■ PROVIDED TEXT
------------------------------------------------
When GenAI-based chatbots and demos first appeared, they convinced many people that large language models could solve real-world challenges out-of-the-box. However, despite generative AI’s potential, trying to use these models for production quickly showed that this was not the case - these models required further development to meet the quality, cost and latency requirements of real-world use cases. 

Gartner reflected this in its 2023 Hype Cycle report for AI, where it placed GenAI at the top of its 'Peak of Inflated Expectations' (which immediately precedes the 'Trough of Disillusionment'). Their AI Primer in 2024 stated “While GenAI models have made unstructured data analysis easier, it still requires effort to choose and train models, feed them with the right enterprise data and create a feedback loop from customer and employee user interfaces for ongoing learning.”  

We therefore call these large, pre-trained generative AI models foundation models (FMs). They serve as a starting point, a foundation to build on. To reach enterprise production quality, data science teams need to customize the LLMs and their surrounding components for the company’s bespoke objectives. This process rests almost entirely on identifying, isolating, cultivating, and preparing the right data to feed these models.
------------------------------------------------
■ PROMPT
Copy the part of the text on generative AI models starting with "We therefore call" and going on through "feed these models.". The entries are separate from the text on generative AI models.

■ DATA RECORDS
------------------------------------------------
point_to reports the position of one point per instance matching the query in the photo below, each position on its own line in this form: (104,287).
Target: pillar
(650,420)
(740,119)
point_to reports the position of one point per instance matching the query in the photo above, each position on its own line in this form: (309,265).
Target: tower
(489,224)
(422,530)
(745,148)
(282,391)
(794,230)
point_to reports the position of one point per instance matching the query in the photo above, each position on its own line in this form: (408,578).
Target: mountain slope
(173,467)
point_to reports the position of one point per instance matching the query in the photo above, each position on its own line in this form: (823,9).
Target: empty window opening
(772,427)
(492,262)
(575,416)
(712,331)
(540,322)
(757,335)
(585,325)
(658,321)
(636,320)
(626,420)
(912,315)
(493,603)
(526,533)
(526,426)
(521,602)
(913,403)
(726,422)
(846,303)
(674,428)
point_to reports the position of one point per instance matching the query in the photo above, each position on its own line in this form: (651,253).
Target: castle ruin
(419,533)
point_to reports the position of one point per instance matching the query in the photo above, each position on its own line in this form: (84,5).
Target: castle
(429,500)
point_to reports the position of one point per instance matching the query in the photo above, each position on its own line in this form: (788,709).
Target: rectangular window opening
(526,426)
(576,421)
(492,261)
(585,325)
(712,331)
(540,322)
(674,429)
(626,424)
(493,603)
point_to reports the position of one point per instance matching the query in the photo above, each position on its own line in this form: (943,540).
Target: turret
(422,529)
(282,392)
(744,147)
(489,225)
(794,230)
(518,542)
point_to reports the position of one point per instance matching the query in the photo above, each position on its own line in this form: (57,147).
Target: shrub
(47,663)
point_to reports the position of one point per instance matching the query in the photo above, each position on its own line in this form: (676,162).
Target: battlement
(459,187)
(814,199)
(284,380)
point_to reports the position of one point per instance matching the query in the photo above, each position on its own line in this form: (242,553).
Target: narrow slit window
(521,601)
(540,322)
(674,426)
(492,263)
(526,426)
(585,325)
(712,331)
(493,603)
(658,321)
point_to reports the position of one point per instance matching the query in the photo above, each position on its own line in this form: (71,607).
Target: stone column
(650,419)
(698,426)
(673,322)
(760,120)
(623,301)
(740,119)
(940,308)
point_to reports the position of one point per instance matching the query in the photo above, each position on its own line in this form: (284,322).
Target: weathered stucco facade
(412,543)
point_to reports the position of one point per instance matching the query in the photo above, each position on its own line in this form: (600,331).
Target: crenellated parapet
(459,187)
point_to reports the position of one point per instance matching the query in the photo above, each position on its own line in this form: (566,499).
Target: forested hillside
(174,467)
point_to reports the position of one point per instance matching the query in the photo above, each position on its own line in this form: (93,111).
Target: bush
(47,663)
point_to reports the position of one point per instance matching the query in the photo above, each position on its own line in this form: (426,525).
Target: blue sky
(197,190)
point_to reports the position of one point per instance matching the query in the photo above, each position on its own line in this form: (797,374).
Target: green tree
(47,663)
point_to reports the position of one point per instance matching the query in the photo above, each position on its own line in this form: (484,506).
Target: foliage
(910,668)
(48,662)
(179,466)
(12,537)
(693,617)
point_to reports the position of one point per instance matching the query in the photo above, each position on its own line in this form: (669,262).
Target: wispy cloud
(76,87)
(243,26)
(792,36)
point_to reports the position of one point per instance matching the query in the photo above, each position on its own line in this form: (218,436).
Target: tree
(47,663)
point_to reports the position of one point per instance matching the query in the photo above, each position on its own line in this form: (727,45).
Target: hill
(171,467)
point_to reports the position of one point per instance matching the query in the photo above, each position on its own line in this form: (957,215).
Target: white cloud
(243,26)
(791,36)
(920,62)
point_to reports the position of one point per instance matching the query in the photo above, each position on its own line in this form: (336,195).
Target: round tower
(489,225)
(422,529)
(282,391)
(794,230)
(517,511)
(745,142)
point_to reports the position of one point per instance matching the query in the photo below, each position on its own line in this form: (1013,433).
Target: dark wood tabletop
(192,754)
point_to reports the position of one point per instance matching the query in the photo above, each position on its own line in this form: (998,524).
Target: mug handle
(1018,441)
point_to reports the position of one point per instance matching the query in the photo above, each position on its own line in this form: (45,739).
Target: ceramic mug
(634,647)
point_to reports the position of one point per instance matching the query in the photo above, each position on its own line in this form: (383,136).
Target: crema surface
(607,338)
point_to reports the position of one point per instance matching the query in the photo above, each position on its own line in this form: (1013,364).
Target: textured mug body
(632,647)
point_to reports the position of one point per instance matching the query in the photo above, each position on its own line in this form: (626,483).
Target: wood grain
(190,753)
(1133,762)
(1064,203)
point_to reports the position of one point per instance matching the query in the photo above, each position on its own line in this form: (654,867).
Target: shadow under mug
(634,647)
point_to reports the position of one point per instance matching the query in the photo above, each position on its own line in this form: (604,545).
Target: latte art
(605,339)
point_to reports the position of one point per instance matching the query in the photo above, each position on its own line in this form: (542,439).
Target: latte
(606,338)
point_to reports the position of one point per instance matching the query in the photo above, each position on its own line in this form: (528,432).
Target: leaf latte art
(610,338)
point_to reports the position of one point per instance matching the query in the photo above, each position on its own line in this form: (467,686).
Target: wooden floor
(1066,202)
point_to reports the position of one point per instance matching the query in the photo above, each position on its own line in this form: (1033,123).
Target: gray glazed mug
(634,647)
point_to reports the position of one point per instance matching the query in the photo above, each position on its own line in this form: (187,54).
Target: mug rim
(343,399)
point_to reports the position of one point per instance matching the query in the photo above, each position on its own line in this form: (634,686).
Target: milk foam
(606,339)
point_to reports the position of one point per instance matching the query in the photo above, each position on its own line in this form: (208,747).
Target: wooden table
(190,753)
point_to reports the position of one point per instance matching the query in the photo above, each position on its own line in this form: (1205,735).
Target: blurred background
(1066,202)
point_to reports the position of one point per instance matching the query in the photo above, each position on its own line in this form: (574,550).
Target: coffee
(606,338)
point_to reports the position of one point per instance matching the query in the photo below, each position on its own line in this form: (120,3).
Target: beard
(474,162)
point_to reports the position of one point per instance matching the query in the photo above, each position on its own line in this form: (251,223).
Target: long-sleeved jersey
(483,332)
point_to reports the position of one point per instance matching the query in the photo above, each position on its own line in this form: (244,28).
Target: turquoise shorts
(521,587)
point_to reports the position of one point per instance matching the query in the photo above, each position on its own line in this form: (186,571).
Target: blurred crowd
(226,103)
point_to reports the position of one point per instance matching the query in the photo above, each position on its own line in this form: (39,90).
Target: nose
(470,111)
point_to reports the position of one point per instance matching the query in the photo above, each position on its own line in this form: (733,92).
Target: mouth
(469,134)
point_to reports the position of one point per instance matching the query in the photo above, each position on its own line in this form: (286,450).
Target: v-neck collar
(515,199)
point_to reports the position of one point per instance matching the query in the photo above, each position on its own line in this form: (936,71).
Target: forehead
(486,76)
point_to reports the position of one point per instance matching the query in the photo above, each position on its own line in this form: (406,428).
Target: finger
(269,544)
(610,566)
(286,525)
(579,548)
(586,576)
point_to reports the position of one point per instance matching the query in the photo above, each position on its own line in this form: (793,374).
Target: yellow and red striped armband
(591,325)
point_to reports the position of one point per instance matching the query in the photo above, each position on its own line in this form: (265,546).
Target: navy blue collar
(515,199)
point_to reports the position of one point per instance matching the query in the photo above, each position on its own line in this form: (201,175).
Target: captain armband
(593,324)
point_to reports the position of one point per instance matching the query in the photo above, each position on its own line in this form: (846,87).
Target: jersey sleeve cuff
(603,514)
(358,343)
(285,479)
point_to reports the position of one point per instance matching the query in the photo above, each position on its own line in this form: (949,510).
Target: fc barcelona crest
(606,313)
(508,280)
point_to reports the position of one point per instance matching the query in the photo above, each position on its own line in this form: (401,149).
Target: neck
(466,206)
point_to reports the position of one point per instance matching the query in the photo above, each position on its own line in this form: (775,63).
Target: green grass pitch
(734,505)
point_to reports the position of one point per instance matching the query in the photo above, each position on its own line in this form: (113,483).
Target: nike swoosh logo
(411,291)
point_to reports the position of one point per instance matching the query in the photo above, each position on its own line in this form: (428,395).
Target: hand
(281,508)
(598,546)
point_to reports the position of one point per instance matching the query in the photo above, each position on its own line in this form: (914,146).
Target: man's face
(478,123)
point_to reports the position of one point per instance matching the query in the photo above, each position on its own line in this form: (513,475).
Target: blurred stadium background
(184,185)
------------------------------------------------
■ SOLUTION FOR THIS EXERCISE
We therefore call these large, pre-trained generative AI models foundation models (FMs). They serve as a starting point, a foundation to build on. To reach enterprise production quality, data science teams need to customize the LLMs and their surrounding components for the company’s bespoke objectives. This process rests almost entirely on identifying, isolating, cultivating, and preparing the right data to feed these models.